**WORK ORDER:**
Print the data that follows word for word, leaving out any picture.

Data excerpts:

=-=-=-=-=

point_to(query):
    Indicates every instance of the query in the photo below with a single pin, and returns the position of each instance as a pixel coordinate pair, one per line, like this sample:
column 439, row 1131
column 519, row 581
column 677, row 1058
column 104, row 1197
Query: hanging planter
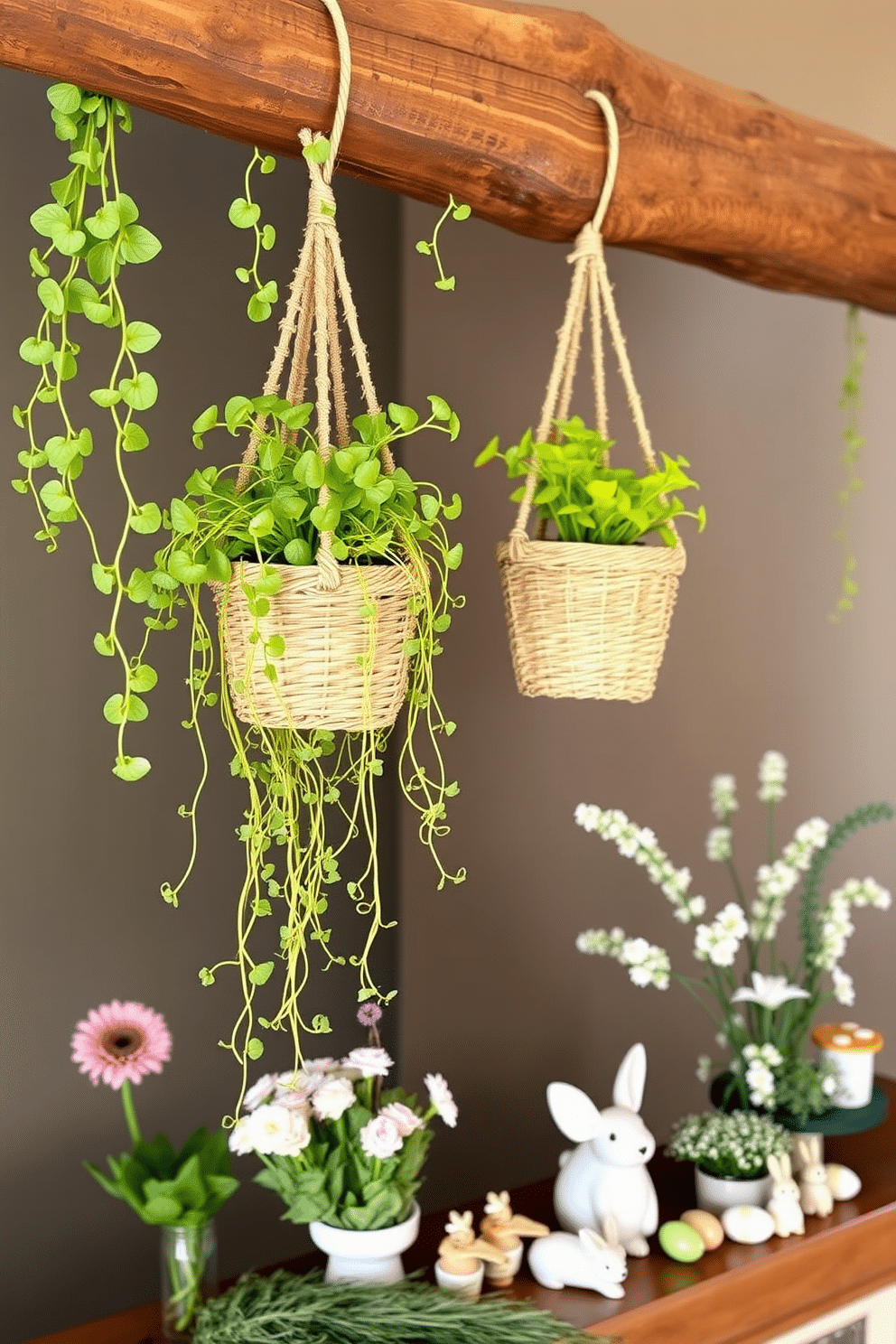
column 589, row 613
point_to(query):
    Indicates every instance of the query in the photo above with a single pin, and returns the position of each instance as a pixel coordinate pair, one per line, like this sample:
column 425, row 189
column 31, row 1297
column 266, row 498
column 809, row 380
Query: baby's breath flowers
column 736, row 1145
column 767, row 1068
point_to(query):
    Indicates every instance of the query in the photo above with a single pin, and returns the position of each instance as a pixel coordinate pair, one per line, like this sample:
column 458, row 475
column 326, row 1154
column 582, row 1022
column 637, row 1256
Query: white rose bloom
column 371, row 1059
column 259, row 1092
column 333, row 1098
column 441, row 1098
column 380, row 1137
column 278, row 1131
column 402, row 1115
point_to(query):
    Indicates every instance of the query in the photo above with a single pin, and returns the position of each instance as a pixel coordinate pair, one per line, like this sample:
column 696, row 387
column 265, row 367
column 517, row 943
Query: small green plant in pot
column 589, row 611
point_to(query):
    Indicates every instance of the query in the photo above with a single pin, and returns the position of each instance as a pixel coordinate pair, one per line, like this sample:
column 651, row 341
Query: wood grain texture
column 736, row 1294
column 485, row 101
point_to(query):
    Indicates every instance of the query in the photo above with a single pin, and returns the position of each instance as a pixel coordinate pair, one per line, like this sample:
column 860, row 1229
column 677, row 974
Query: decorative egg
column 747, row 1223
column 843, row 1181
column 707, row 1227
column 681, row 1242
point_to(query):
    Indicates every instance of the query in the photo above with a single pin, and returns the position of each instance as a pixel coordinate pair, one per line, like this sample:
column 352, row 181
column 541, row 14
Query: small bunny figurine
column 504, row 1228
column 607, row 1172
column 583, row 1261
column 815, row 1192
column 783, row 1204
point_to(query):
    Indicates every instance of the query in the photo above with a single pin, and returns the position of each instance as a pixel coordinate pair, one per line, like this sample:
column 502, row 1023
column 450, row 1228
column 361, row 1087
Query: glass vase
column 188, row 1275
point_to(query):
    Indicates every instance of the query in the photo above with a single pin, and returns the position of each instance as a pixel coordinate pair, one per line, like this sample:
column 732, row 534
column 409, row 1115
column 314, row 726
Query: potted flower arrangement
column 344, row 1154
column 178, row 1191
column 730, row 1156
column 763, row 1011
column 589, row 617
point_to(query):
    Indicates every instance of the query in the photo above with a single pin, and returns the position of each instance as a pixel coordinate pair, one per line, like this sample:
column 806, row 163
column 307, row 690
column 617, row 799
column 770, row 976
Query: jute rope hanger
column 590, row 291
column 311, row 313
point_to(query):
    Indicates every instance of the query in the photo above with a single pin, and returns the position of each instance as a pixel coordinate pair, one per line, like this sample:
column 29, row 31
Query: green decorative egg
column 680, row 1242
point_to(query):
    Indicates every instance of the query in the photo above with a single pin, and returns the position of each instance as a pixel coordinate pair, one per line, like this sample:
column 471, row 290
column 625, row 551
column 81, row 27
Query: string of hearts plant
column 91, row 233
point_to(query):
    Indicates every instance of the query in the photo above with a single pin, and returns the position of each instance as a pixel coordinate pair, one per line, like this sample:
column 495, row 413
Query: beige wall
column 746, row 385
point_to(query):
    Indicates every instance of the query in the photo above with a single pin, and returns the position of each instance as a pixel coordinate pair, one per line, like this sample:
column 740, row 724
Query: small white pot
column 714, row 1194
column 366, row 1257
column 462, row 1285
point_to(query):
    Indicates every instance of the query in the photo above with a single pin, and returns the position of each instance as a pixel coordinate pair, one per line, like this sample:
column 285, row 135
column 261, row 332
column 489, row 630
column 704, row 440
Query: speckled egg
column 681, row 1242
column 843, row 1181
column 707, row 1227
column 747, row 1225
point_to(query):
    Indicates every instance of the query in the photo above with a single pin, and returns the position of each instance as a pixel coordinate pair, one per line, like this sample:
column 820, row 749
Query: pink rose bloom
column 333, row 1098
column 371, row 1059
column 406, row 1120
column 380, row 1137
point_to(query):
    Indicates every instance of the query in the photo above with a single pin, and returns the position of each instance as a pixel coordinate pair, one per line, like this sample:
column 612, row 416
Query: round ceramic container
column 851, row 1050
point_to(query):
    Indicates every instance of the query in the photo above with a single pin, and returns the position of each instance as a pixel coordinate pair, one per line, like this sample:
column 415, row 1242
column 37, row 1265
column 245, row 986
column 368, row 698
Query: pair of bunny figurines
column 603, row 1192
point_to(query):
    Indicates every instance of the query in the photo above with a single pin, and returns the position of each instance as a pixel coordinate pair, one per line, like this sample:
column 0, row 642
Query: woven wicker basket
column 589, row 621
column 320, row 682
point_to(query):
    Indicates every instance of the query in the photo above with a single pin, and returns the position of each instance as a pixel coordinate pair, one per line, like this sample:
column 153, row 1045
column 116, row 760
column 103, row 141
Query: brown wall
column 83, row 854
column 746, row 385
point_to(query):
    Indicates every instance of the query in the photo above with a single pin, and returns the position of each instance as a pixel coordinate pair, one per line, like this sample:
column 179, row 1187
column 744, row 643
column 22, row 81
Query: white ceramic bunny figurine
column 583, row 1261
column 815, row 1192
column 606, row 1173
column 783, row 1204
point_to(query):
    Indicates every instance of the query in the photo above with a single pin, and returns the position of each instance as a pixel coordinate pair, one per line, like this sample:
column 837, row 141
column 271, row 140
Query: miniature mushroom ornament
column 461, row 1255
column 504, row 1228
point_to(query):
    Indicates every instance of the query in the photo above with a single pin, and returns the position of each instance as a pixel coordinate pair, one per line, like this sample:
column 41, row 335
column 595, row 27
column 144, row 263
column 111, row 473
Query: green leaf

=-=-=-=-=

**ANSWER AREA:**
point_to(query):
    Indicates every instance of the query in the photo below with a single pin, and returns the position of each instance as a pixel coordinate pair, one per line, like this sample:
column 439, row 1131
column 519, row 581
column 677, row 1058
column 104, row 1197
Query: hanging planter
column 589, row 613
point_to(query):
    Indicates every instance of the query in the photo above with a single pin, and returns the position of each instance as a pixel coordinate pair, one per line, like this sample:
column 425, row 189
column 31, row 1297
column 266, row 498
column 809, row 380
Query: baby's breath flowers
column 736, row 1145
column 767, row 1068
point_to(query):
    Indicates every instance of the query in the photo above with a single pin, and returns the position of each instance as a pixel coordinate pair, one per line, like this sample:
column 458, row 475
column 326, row 1154
column 582, row 1022
column 637, row 1256
Query: white rose bloom
column 371, row 1059
column 259, row 1092
column 333, row 1098
column 441, row 1098
column 380, row 1137
column 278, row 1131
column 402, row 1115
point_to(query):
    Indicates every instance of the query in the photo above with a single pin, and returns the position of each instance as a pixel coordinate pair, one per line, like this sample:
column 696, row 387
column 265, row 367
column 517, row 943
Query: small green plant in pot
column 589, row 611
point_to(query):
    Indicates every instance of the query in the photo above with a single pin, and returns the position of each instance as a pixel coordinate pair, one per line, like this sample:
column 651, row 341
Query: wood grain texture
column 736, row 1294
column 485, row 101
point_to(query):
    Indicates every instance of the query in the photo above with a single pin, and returns the position of each instance as a pixel coordinate pair, one per line, like this sample:
column 860, row 1229
column 677, row 974
Query: decorative egg
column 747, row 1223
column 843, row 1181
column 707, row 1227
column 681, row 1242
point_to(query):
    Indicates every instance of the query in the photo above with a single pin, and returns the position of each instance as a pixel coordinate pair, one per line, like this sample:
column 352, row 181
column 541, row 14
Query: small bunny figurine
column 504, row 1228
column 607, row 1172
column 583, row 1261
column 815, row 1192
column 783, row 1204
point_to(query):
    Indicates every instance of the query in the photo above with a single pin, and returns the position of each instance as a pixel coordinate pair, one per line, like this sample:
column 502, row 1023
column 450, row 1228
column 361, row 1087
Query: glass vase
column 188, row 1275
point_to(query):
    Indicates every instance of the query in the photo above with a single pin, and returns the position of each instance as a pixel coordinate pair, one per line, like this sample:
column 732, row 534
column 409, row 1115
column 314, row 726
Query: potted flower arrangement
column 344, row 1154
column 178, row 1191
column 730, row 1156
column 763, row 1011
column 589, row 617
point_to(query):
    Indicates every instance of the query in the photo above with a single pin, and returns the position of each instance as a pixel coordinate pair, one per line, like this sample:
column 806, row 163
column 307, row 690
column 617, row 799
column 770, row 976
Query: jute rope hanger
column 590, row 291
column 311, row 313
point_to(query):
    Indicates every instance of the query in the photo above with a single pin, and returns the position of each instance as a pixel coordinate pair, one per line, like this sample:
column 29, row 31
Query: green decorative egg
column 680, row 1242
point_to(query):
    Indicates every instance of the query in the photo above with a single pin, and returns the position of each instance as a pixel coordinate pair, one per line, like this sample:
column 471, row 290
column 625, row 551
column 81, row 27
Query: string of hearts plant
column 91, row 233
point_to(query):
    Indicates every instance of the query in the photo above with a single pin, and returns the position of each instance as a pixel coordinate pair, one per line, like this sample:
column 495, row 413
Query: beige wall
column 746, row 385
point_to(query):
    Indicates every instance of the query in the photo above with a single pin, and returns the position of each instance as a pixel coordinate pair, one per line, like this sample:
column 740, row 724
Query: small white pot
column 714, row 1194
column 366, row 1257
column 462, row 1285
point_to(query):
    Indicates every instance of the query in the photo above with a single pin, and returns the position of each instance as a pixel coordinate pair, one per line, like this sample:
column 285, row 135
column 261, row 332
column 489, row 630
column 704, row 440
Query: speckled egg
column 681, row 1242
column 843, row 1181
column 707, row 1227
column 747, row 1225
point_to(query):
    Indicates every instance of the query in the photo above with a single pin, and returns the position of each instance as a pixel coordinate pair, one per line, like this sample:
column 820, row 749
Query: pink rose bloom
column 333, row 1098
column 371, row 1059
column 406, row 1120
column 380, row 1137
point_to(query):
    Indicates every instance of the query in the photo above with a single pin, and returns the position of each instance as a pixel coordinate pair, one per line, like this sample:
column 612, row 416
Query: round ceramic container
column 851, row 1050
point_to(query):
    Indicates every instance of the query in the photo above with a single pin, and returns the position of each instance as a pixel coordinate pair, one per line, like this sample:
column 415, row 1242
column 37, row 1265
column 245, row 986
column 368, row 698
Query: pair of bunny figurines
column 603, row 1192
point_to(query):
    Indicates every instance of the query in the photo above with a single pin, and returns the position of each instance as a pixel coordinate pair, one per line, like this sample:
column 0, row 642
Query: woven wicker basket
column 589, row 621
column 320, row 682
point_to(query):
    Indicates every instance of the query in the photo above with a single pin, and returns the position of each instance as a pixel coordinate pair, one per line, like this sample:
column 153, row 1045
column 116, row 760
column 103, row 141
Query: brown wall
column 83, row 854
column 746, row 385
point_to(query):
    Indicates every instance of the query in the photo above with a single pin, and returns the position of each instance as a pixel coordinate pair, one per line, like this sample:
column 179, row 1187
column 744, row 643
column 22, row 81
Query: white ceramic bunny figurine
column 583, row 1261
column 815, row 1192
column 606, row 1173
column 783, row 1204
point_to(query):
    Indicates every instance of the query in the photo above with a single pin, and returns the position of each instance as a pixel coordinate pair, one per line, like this sample:
column 837, row 141
column 271, row 140
Query: miniature mushroom ornament
column 461, row 1255
column 504, row 1228
point_to(query):
    Indicates every instance of the query in the photo above with a single pin, and returns the position of each instance as a pixel coordinate pair, one per line, like this sample:
column 41, row 335
column 595, row 27
column 144, row 263
column 111, row 473
Query: green leaf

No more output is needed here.